▶ TEXT BLOCK:
"""

Standard Steel Car Company
Established in 1902 in Butler, Pennsylvania by John M. Hansen and "Diamond Jim" Brady, the company quickly became one of the largest builders of steel cars in the United States. Pullman, Inc. purchased control of SSC in 1929 and merged it with Pullman Car & Manufacturing in 1934 to form Pullman-Standard Car Manufacturing Company.
The overnight success of the Pressed Steel Car Company at the end of the 19th century spurred a flurry of competitors in the suddenly booming market for steel cars. American Car & Foundry predecessor Michigan-Peninsular Car had produced steel frame cars beginning in 1897, American Steel Foundries produced steel cars in 1900, and the Cambria Steel Company opened a car plant at Johnstown, Pennsylvania in 1901. Pressed Steel Car's Chief Designer John M. Hansen and famed salesman "Diamond Jim" Brady left the company in 1901 to found SSC. With financial backing from Andrew Mellon, SSC was incorporated on January 2, 1902, broke ground for its new plant in Butler in April, and produced its first car (Chesapeake & Ohio 23001) in August.
Hansen's carbuilding philosophy was the opposite of Pressed Steel Car founder Charles T. Schoen's. Schoen believed that each part of a car should be cut and shaped (pressed) from sheet steel to minimize weight and the need for assemblies of small parts while maximizing strength. The custom stamping dies and assemblies needed for this work were expensive and uneconomical in small quantities. Hansen preferred to use standard steel shapes that were already widely available from the steel mills at economical cost. SSC's earliest production reflected this: a steel hopper with side posts made from standard channel and angle shapes became the company's signature product, building over 7,500 through 1907.
Expansion was immediate. Capacity was increased first to 60 cars a day, then 125 cars a day in 1903. Production peaked at 29,411 cars in 1907, 2,836 of those built in January of that year. SSC subsidiary Standard Car Truck Company opened at New Castle, Pennsylvania in 1906, and a second SSC plant opened at Hammond, Indiana in 1907. Hansen established a car shop in LaRochelle, France for SSC in 1917, and SSC also controlled a plant in Rio de Janeiro, Brazil. SSC also entered the field of automobile production in 1913 with the Standard Eight, which in 1919 had 83 horsepower (62 kW). Automobile production ended in 1921.

"""

▶ WHAT YOU SHOULD DO: Retype the passage on the Standard Steel Car Company word for word, starting with "Standard Steel Car" and going on through "Car Manufacturing Company.".

▶ DATA SHOWN:
"""

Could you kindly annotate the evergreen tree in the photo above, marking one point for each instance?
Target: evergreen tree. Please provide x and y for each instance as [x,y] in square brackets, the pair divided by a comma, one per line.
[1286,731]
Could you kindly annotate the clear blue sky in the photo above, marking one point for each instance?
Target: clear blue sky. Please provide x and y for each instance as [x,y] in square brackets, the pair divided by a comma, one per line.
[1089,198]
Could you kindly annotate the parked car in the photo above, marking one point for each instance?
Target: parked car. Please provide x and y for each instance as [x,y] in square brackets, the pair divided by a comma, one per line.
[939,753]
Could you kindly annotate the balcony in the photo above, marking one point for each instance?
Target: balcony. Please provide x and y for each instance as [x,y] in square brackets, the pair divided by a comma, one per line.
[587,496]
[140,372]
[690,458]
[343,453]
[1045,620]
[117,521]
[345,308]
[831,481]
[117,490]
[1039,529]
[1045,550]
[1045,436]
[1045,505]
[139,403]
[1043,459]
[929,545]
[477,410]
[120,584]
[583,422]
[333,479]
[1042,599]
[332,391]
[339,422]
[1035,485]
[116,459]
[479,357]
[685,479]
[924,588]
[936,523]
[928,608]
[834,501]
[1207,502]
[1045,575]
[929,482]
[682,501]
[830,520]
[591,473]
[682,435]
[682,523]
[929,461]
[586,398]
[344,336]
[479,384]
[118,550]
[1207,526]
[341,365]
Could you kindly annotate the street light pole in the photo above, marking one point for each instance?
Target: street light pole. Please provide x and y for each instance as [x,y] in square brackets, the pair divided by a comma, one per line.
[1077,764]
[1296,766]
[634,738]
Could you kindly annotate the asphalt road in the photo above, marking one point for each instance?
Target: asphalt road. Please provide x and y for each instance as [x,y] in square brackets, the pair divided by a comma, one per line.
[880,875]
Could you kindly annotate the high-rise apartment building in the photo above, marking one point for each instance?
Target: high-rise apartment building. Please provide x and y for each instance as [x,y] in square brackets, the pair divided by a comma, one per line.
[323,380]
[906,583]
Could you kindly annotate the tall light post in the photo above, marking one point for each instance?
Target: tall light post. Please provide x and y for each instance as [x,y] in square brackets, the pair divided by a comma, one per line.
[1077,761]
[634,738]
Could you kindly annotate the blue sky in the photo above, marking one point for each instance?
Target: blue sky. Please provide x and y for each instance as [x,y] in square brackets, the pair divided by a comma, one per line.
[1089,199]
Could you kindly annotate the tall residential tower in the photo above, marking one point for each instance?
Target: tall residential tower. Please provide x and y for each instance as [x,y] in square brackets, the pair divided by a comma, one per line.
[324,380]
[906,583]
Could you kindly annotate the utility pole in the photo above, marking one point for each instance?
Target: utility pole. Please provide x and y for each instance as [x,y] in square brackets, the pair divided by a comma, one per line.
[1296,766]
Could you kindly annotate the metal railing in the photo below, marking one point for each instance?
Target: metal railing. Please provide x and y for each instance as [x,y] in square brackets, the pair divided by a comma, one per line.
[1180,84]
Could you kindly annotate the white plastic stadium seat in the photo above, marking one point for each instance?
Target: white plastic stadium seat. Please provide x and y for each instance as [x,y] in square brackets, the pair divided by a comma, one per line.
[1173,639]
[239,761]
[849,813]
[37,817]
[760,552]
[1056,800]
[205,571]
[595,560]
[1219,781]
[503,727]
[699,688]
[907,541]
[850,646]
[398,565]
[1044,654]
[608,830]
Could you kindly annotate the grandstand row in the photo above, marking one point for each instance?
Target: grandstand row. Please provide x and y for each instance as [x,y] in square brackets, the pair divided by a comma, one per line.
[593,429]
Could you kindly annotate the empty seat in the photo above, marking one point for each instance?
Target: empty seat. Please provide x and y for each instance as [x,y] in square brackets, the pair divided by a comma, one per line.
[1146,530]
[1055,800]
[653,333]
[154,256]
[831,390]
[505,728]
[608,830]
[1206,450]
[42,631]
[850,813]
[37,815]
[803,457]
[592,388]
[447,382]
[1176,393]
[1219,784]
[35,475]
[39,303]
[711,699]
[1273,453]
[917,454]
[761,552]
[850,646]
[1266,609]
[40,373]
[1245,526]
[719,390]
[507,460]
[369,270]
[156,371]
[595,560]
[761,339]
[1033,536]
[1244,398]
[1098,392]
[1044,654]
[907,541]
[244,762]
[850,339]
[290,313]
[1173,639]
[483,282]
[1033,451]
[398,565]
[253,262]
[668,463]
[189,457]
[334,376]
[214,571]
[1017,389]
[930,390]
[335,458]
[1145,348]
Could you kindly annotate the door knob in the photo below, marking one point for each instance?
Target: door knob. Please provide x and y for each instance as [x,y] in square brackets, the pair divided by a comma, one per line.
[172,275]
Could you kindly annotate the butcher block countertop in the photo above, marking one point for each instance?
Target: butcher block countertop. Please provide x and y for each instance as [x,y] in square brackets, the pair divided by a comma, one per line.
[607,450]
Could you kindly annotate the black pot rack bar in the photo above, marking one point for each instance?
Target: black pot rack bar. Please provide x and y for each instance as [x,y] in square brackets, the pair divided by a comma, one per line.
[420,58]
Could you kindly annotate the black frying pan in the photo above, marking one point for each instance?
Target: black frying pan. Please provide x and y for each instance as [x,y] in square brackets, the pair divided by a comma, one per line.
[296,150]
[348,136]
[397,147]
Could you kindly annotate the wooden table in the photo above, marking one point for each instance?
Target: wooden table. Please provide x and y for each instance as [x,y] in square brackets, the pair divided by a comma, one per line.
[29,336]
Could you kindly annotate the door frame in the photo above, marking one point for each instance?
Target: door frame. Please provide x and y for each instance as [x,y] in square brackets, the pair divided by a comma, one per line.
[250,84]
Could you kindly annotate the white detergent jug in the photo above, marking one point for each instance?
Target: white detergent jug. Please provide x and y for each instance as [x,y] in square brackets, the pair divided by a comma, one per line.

"""

▶ WORKED SOLUTION:
Standard Steel Car Company
Established in 1902 in Butler, Pennsylvania by John M. Hansen and "Diamond Jim" Brady, the company quickly became one of the largest builders of steel cars in the United States. Pullman, Inc. purchased control of SSC in 1929 and merged it with Pullman Car & Manufacturing in 1934 to form Pullman-Standard Car Manufacturing Company.